=== Data ===
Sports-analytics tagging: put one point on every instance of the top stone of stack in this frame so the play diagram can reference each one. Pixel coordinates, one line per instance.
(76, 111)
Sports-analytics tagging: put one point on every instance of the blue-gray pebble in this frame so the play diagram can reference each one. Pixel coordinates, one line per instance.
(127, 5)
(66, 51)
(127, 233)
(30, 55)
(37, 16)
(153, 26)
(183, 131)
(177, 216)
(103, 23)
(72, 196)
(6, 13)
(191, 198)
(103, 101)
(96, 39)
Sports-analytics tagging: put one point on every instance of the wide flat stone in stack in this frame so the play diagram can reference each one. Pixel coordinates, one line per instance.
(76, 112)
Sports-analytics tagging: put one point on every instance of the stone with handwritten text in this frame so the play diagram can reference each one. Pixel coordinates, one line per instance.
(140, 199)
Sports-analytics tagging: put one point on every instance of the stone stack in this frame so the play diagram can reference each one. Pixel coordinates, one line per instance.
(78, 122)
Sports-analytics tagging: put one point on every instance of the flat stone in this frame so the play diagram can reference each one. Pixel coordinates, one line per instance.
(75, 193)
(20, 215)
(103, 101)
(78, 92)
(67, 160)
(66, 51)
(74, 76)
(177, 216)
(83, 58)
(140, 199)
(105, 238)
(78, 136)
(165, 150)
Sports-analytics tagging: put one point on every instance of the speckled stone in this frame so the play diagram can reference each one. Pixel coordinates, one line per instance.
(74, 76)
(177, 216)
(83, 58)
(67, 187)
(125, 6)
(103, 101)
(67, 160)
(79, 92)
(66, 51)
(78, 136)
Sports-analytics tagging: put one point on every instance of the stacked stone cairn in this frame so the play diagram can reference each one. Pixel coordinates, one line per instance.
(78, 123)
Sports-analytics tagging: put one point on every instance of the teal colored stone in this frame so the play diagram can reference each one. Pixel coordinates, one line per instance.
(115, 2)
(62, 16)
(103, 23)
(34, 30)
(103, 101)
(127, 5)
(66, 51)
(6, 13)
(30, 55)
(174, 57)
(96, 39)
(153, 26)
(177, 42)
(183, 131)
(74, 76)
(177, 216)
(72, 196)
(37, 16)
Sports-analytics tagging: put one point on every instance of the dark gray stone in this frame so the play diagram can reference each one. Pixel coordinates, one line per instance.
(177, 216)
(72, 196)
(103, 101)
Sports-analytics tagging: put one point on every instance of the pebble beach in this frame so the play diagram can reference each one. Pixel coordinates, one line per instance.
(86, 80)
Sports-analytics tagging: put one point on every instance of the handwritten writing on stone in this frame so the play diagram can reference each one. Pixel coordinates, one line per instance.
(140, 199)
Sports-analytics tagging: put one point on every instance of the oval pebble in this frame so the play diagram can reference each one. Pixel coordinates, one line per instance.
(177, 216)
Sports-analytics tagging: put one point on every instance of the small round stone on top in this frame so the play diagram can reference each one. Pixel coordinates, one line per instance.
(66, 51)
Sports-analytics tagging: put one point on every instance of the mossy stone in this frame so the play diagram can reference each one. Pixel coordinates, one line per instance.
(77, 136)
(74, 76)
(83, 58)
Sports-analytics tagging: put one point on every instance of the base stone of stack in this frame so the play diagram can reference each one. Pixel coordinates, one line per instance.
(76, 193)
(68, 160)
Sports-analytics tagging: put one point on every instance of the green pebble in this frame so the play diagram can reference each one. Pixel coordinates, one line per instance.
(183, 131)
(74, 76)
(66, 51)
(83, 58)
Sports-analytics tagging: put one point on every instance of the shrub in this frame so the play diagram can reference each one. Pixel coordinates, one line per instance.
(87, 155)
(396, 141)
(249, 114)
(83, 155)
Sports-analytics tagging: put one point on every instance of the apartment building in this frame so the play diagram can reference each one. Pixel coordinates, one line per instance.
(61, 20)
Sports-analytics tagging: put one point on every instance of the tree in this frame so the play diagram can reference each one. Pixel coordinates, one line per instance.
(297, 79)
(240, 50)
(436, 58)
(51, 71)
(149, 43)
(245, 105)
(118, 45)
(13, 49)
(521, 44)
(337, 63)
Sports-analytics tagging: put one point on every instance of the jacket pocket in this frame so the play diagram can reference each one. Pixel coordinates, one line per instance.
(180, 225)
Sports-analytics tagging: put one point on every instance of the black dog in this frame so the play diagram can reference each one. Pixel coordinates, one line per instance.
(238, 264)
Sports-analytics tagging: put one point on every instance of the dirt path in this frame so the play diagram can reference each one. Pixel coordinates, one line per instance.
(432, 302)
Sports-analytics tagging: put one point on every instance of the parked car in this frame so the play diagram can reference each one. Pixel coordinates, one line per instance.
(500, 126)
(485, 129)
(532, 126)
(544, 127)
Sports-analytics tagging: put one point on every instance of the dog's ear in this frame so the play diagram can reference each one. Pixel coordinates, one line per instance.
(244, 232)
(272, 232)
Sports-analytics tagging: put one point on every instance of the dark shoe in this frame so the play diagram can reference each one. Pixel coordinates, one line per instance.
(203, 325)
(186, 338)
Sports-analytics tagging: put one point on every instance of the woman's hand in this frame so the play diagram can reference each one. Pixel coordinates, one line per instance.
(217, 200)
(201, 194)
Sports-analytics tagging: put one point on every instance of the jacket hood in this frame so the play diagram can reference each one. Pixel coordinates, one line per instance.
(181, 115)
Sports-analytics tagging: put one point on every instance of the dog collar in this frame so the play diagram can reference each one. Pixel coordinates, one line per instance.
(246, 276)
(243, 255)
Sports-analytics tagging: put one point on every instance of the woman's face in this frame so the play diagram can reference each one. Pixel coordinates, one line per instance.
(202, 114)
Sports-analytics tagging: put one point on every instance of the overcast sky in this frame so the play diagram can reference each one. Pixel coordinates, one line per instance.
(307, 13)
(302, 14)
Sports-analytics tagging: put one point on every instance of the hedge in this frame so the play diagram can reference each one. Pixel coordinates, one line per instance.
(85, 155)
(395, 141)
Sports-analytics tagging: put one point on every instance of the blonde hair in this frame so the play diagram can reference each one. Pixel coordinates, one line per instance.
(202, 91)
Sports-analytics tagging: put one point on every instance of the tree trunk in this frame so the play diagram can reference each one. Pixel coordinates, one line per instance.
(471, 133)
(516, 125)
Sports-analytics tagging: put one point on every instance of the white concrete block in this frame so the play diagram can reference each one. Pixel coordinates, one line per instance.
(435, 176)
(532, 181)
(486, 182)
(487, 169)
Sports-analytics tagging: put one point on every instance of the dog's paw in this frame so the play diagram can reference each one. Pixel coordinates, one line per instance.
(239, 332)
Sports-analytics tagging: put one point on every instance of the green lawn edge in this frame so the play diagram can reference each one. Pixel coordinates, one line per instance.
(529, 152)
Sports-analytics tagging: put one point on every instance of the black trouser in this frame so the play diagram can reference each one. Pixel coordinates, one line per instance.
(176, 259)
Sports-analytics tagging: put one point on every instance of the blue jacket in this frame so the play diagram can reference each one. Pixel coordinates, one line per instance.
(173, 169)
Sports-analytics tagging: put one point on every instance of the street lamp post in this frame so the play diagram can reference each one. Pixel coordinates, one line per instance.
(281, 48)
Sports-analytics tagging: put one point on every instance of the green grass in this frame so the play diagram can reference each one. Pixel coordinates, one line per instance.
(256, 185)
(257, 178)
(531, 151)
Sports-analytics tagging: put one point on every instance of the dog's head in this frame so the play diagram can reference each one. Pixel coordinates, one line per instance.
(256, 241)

=== Your objective ===
Set down the whole listing once more, exactly as it appears.

=== Result for this task ===
Sports-analytics tagging: put one point on every instance of the top stone of stack in this frame so the play diagram can reference each one. Pixel coordinates, one line per instance.
(76, 111)
Sports-analytics tagging: put one point on every instance of the blue-gray pebble in this frame so the play diagram can reference each one. Pixel coordinates, one line per instance.
(127, 5)
(66, 51)
(127, 233)
(30, 55)
(37, 16)
(153, 26)
(183, 131)
(177, 216)
(103, 23)
(72, 196)
(6, 13)
(191, 198)
(103, 101)
(96, 39)
Sports-analytics tagging: put one point on every instance of the wide flat stone in stack in this frame so the play diagram can reference each one. Pixel coordinates, one line per instance.
(76, 112)
Sports-analytics tagging: put one point on every instance of the stone with handwritten text in this frame so the play diagram can reference each one. Pixel coordinates, one line per instance.
(140, 199)
Sports-analytics tagging: put one point on every instance of the stone stack in this frame so the play diagram can reference each one. Pixel coordinates, one line per instance.
(78, 122)
Sports-analytics tagging: put one point on every instance of the flat stone in this frame so the play diagram can reference each one. Pixel coordinates, one line per instance.
(75, 193)
(20, 215)
(103, 101)
(78, 92)
(67, 160)
(66, 51)
(74, 76)
(177, 216)
(83, 58)
(140, 199)
(105, 238)
(78, 136)
(165, 150)
Sports-analytics tagging: put one point on every instance of the speckled stone in this frame so the play diagram can reference each one. Pixel coordinates, one line per instance.
(74, 76)
(177, 216)
(83, 58)
(67, 187)
(125, 6)
(103, 101)
(67, 160)
(79, 92)
(66, 51)
(78, 136)
Sports-analytics tagging: put one point on every instance of the stacked stone cairn in this frame so the play diagram can reference each one. Pixel coordinates, one line per instance.
(78, 123)
Sports-analytics tagging: put one point on every instance of the teal colored stone in this frame so the play diagram can reference each one. Pixel coordinates, one line per instance.
(115, 2)
(62, 16)
(103, 23)
(34, 30)
(103, 101)
(127, 5)
(66, 51)
(6, 13)
(30, 55)
(174, 57)
(96, 39)
(153, 26)
(177, 42)
(183, 131)
(74, 76)
(177, 216)
(72, 196)
(37, 16)
Sports-analytics tagging: put one point on every instance of the dark gray stone in this frame so the play diagram can reference each one. Pixel coordinates, one line per instance.
(177, 216)
(72, 196)
(103, 101)
Sports-analytics tagging: put one point on every instance of the pebble beach in this frame so the play diagram can reference each one. Pixel coordinates, one line per instance.
(86, 80)
Sports-analytics tagging: put one point on every instance of the handwritten writing on stone in this frame so the play diagram can reference each one. Pixel coordinates, one line per instance.
(140, 199)
Sports-analytics tagging: put one point on every instance of the oval pebble in this frame so the play diagram can reference each one. Pixel coordinates, one line per instance.
(177, 216)
Sports-analytics tagging: put one point on every instance of the small round stone on top in this frame so the play diagram can reference each one. Pixel coordinates, one line per instance.
(66, 51)
Sports-analytics tagging: put one point on every instance of the mossy stone in this frame so the play diagram can reference each one. Pixel coordinates, one line per instance.
(77, 136)
(74, 76)
(83, 58)
Sports-analytics tagging: put one point on every instance of the base stone of stack in this frame so the play diagram can reference each one. Pixel coordinates, one line per instance.
(76, 193)
(68, 160)
Sports-analytics tagging: put one point on every instance of the green pebble in this frame so the play diagram can reference each one. Pixel coordinates, one line per instance.
(183, 131)
(74, 76)
(66, 51)
(83, 58)
Sports-analytics tagging: put one point on every instance of the shrub in this frame so the play diagram can reference each one. Pixel coordinates, one line per instance.
(87, 155)
(396, 141)
(249, 114)
(83, 155)
Sports-analytics tagging: put one point on every instance of the apartment building in this frame so the play diagram can reference each one. Pixel coordinates, one line per instance.
(61, 20)
Sports-analytics tagging: put one point on every instance of the tree in this frame so the play diagram can reference each one. Pixel coordinates, one line per instance.
(297, 79)
(240, 50)
(436, 58)
(51, 71)
(149, 43)
(245, 105)
(118, 45)
(13, 49)
(521, 44)
(337, 63)
Sports-analytics tagging: put one point on every instance of the jacket pocket in this frame so the play diagram can reference each one. Pixel coordinates, one line per instance.
(180, 225)
Sports-analytics tagging: put one point on every instance of the black dog in this frame so the play diagram can reference each one. Pixel coordinates, one line per instance.
(238, 264)
Sports-analytics tagging: put one point on every instance of the dirt path in this frame so the play diagram can reference each one. Pixel coordinates, one line per instance.
(432, 302)
Sports-analytics tagging: put one point on every instance of the parked car in this frame so the play diagram can reference each one. Pixel coordinates, one line per instance.
(500, 126)
(485, 129)
(532, 126)
(544, 127)
Sports-analytics tagging: put one point on every instance of the dog's ear in this frame so the play diagram can reference each one. Pixel coordinates, one line per instance.
(244, 232)
(272, 232)
Sports-analytics tagging: put one point on every instance of the dark shoe in this frame so the play diagram can reference each one. Pixel coordinates, one line per instance.
(203, 325)
(186, 338)
Sports-analytics tagging: put one point on every instance of the woman's hand in this frame so the play diagram can reference each one. Pixel coordinates, one line per instance.
(217, 200)
(201, 194)
Sports-analytics tagging: put one point on every instance of the jacket hood in this frame so the play diagram can reference each one. Pixel coordinates, one line per instance.
(181, 115)
Sports-analytics tagging: put one point on every instance of the dog collar in this frame so the play diagram can reference each one. Pixel coordinates, one line per instance.
(246, 276)
(243, 255)
Sports-analytics tagging: put one point on every instance of the woman's face in this frame so the play diagram can reference each one. Pixel coordinates, one line per instance.
(202, 114)
Sports-analytics tagging: put one point on every instance of the overcast sky in this frame so the play diagram can reference each one. Pixel coordinates, one line per instance.
(307, 13)
(302, 14)
Sports-analytics tagging: put one point on every instance of the hedge in this frame so the play diagram can reference each one. Pixel coordinates, one line per instance.
(85, 155)
(395, 141)
Sports-analytics tagging: put one point on every instance of the blonde hair in this frame so the play diagram can reference each one. Pixel coordinates, one line per instance.
(202, 91)
Sports-analytics tagging: put one point on every instance of the tree trunk in this frame so the play diagram can reference each one. Pixel coordinates, one line per instance.
(471, 133)
(516, 125)
Sports-analytics tagging: put one point on every instance of the white concrete block in this frame so the play diagram can reference each one. Pixel coordinates, one line per instance.
(435, 176)
(532, 181)
(486, 182)
(487, 169)
Sports-analytics tagging: put one point on every instance of the dog's paw in this frame so the play diagram can reference each one. Pixel coordinates, one line per instance.
(239, 332)
Sports-analytics tagging: put one point on every instance of the green lawn edge in this frame so the play diagram can reference each one. Pixel coordinates, one line per instance.
(529, 152)
Sports-analytics tagging: put one point on every instance of the black trouser in this frame so the play diagram can reference each one. Pixel coordinates, one line per instance.
(176, 259)
Sports-analytics tagging: put one point on every instance of the blue jacket in this frame so the play diagram can reference each one. Pixel coordinates, one line per instance.
(173, 169)
Sports-analytics tagging: put one point on every instance of the street lamp post in this frame so the play diagram can reference each one. Pixel coordinates, one line per instance.
(281, 48)
Sports-analytics tagging: put one point on every instance of the green grass in this frame so the play diagram can reference each one. Pixel coordinates, one line per instance.
(256, 185)
(257, 178)
(531, 151)
Sports-analytics tagging: put one point on every instance of the dog's head in this frame so the play diagram can reference each one. Pixel coordinates, one line per instance.
(256, 241)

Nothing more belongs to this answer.